§ **Données extraites**:
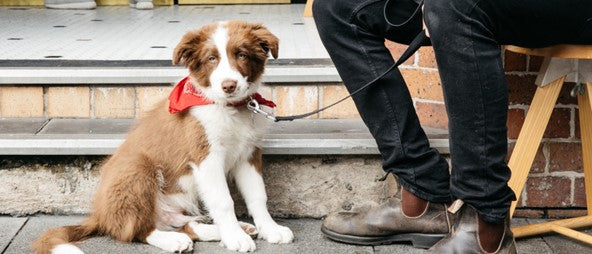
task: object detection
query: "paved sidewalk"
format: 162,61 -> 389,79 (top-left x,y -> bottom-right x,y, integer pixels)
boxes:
0,216 -> 592,254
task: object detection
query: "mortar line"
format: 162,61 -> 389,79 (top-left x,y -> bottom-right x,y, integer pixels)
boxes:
35,118 -> 51,135
0,217 -> 29,254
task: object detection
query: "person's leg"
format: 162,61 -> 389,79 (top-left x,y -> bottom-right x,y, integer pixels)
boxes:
313,0 -> 450,248
313,0 -> 450,203
425,0 -> 592,253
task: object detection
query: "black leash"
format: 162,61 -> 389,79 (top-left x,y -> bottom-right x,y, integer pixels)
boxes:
247,30 -> 429,122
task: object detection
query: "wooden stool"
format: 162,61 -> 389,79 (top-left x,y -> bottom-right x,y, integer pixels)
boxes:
506,45 -> 592,244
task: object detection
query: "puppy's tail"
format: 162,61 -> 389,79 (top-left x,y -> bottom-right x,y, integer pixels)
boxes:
33,218 -> 97,254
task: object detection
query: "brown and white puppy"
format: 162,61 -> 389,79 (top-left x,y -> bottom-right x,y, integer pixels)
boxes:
33,21 -> 293,254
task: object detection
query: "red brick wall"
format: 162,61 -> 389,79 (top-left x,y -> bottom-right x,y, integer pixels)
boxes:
386,42 -> 586,217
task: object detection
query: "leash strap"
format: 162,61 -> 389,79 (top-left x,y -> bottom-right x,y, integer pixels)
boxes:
270,30 -> 429,122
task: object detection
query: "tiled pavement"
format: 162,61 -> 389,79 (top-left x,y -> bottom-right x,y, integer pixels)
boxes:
0,216 -> 592,254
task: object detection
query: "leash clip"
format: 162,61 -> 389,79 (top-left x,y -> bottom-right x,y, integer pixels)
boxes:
247,98 -> 276,122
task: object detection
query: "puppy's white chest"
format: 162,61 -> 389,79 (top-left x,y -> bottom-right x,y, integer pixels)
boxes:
191,105 -> 265,166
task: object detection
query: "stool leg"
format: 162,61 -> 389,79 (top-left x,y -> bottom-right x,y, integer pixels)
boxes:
508,76 -> 565,216
302,0 -> 313,17
578,83 -> 592,215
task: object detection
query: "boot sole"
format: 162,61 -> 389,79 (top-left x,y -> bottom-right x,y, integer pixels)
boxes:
321,226 -> 446,249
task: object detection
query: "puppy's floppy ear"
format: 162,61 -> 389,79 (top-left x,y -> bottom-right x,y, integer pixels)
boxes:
251,24 -> 279,59
173,30 -> 201,66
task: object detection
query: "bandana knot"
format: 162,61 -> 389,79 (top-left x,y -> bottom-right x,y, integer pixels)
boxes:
169,77 -> 276,114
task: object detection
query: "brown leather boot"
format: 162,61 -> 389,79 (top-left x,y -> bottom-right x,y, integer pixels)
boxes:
321,191 -> 450,249
426,201 -> 516,254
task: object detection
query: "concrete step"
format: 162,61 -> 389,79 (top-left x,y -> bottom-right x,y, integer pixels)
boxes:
0,119 -> 448,218
0,216 -> 592,254
0,118 -> 449,155
0,4 -> 341,85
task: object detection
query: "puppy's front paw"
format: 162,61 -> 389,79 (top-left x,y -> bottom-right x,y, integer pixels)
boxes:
220,227 -> 256,252
259,223 -> 294,243
146,230 -> 193,252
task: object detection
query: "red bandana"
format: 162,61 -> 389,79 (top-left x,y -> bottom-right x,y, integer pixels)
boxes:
169,77 -> 275,114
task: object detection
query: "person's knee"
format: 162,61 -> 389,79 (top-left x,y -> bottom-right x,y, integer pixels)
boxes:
423,0 -> 456,38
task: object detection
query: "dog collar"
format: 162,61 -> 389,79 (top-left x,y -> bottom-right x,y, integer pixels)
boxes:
169,77 -> 276,114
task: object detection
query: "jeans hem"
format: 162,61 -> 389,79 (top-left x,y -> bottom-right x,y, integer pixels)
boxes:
393,172 -> 452,203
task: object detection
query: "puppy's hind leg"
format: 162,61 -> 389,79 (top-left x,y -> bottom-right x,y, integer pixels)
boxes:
181,221 -> 257,242
95,156 -> 193,252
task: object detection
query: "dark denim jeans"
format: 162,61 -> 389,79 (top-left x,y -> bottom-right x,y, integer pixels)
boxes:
313,0 -> 592,223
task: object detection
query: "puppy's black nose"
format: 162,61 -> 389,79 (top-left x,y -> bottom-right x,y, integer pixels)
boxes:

§ **Consigne**: Recopiez à l'identique l'ensemble des items ci-dessus, sans reprendre les images dans votre réponse.

§ **Résultat obtenu**:
task: object detection
query: "paved sidewalk"
format: 162,61 -> 389,79 (top-left x,y -> bottom-right x,y, integer pixels)
boxes:
0,216 -> 592,254
task: object detection
query: "mortar line"
format: 162,61 -> 389,79 (top-left x,y -> bottom-right x,y, integer pixels)
boxes:
35,118 -> 51,135
0,217 -> 29,254
task: object detection
query: "person's leg"
format: 162,61 -> 389,79 (top-left x,y -> bottom-right x,y, integer pixels)
boxes:
313,0 -> 450,248
313,0 -> 450,203
425,0 -> 592,253
task: object detection
query: "black leash"
format: 162,61 -> 389,79 (top-left x,y -> bottom-right x,y, integer pixels)
boxes:
247,30 -> 429,122
task: object detection
query: "wooden stool"
format: 162,61 -> 389,79 (top-left x,y -> bottom-right x,y, integer pixels)
boxes:
506,45 -> 592,244
task: object detection
query: "puppy's tail"
format: 162,61 -> 389,79 (top-left x,y -> bottom-right x,y, integer pixels)
boxes:
33,218 -> 97,254
task: object detection
query: "brown and white puppy"
format: 162,61 -> 389,79 (top-left x,y -> bottom-right x,y, integer pixels)
boxes:
33,21 -> 293,254
task: object detection
query: "red brick wall"
format: 162,61 -> 389,79 (top-left x,y -> bottom-right x,y, integer pixels)
boxes:
386,42 -> 586,217
task: object detection
query: "leash strap"
format: 162,61 -> 389,79 (top-left x,y -> bottom-right x,y, integer pixels)
boxes:
270,30 -> 429,122
task: object detection
query: "tiled pavement"
format: 162,61 -> 389,79 (top-left x,y -> bottom-right x,y, integer pixels)
boxes:
0,216 -> 592,254
task: object detection
query: "leash clip"
format: 162,61 -> 389,79 (top-left x,y -> bottom-right x,y, integer pixels)
boxes:
247,98 -> 276,122
task: object detection
query: "puppy's white chest"
format: 162,61 -> 389,79 (top-left x,y -> bottom-right x,y, integer pixels)
boxes:
191,105 -> 265,166
task: object detection
query: "stool leg"
format: 162,61 -> 389,79 (top-left x,y -> bottom-right x,y, integer pixels)
boxes:
508,76 -> 565,216
302,0 -> 313,17
578,83 -> 592,215
task: object detection
query: "boot sole"
format: 162,61 -> 389,79 (top-left x,y -> bottom-right x,y, integer pixels)
boxes:
321,226 -> 446,249
task: object detection
query: "puppy's floppy ear"
format: 162,61 -> 389,79 (top-left x,y -> bottom-right x,y, integer pixels)
boxes:
251,24 -> 279,59
173,30 -> 201,66
task: object detection
query: "bandana knot"
format: 162,61 -> 389,79 (top-left x,y -> bottom-right x,y, integer pixels)
boxes:
169,77 -> 276,114
task: object detection
query: "brown leather boot"
format: 162,61 -> 389,79 (top-left x,y -> bottom-right x,y, integer pixels)
boxes:
321,191 -> 450,249
426,201 -> 516,254
task: object detection
query: "concrete step"
format: 162,61 -> 389,79 (top-left x,y -> bottom-right x,y, integer pixels)
boxes:
0,119 -> 448,218
0,216 -> 592,254
0,118 -> 449,155
0,4 -> 341,85
task: object detection
query: "puppy's front paw"
format: 162,61 -> 389,79 (top-left x,y -> bottom-right x,y, integer pixels)
boxes:
220,227 -> 256,252
259,223 -> 294,243
146,230 -> 193,252
task: object detection
query: "red bandana"
format: 162,61 -> 389,79 (top-left x,y -> bottom-right x,y, integer pixels)
boxes:
169,77 -> 275,114
task: object detection
query: "person's knee"
format: 162,61 -> 389,79 (top-left x,y -> bottom-right x,y, integer pixels)
boxes:
423,0 -> 456,38
task: object detection
query: "dog collar"
format: 162,61 -> 389,79 (top-left x,y -> bottom-right x,y, integer pixels)
boxes:
169,77 -> 276,114
task: object detection
query: "jeans hem"
format: 162,61 -> 389,79 (top-left x,y -> bottom-right x,y, integer pixels)
boxes:
393,172 -> 452,203
task: object detection
query: "puppy's hind leg"
format: 162,61 -> 389,79 (top-left x,y -> bottom-right x,y, integer pixels)
boxes:
181,221 -> 257,242
95,156 -> 193,252
task: object detection
query: "dark denim jeans"
format: 162,61 -> 389,79 (top-left x,y -> bottom-right x,y, integer pixels)
boxes:
313,0 -> 592,223
task: object detection
query: "puppy's black nose"
format: 162,61 -> 389,79 (top-left x,y -> bottom-right x,y, integer pixels)
boxes:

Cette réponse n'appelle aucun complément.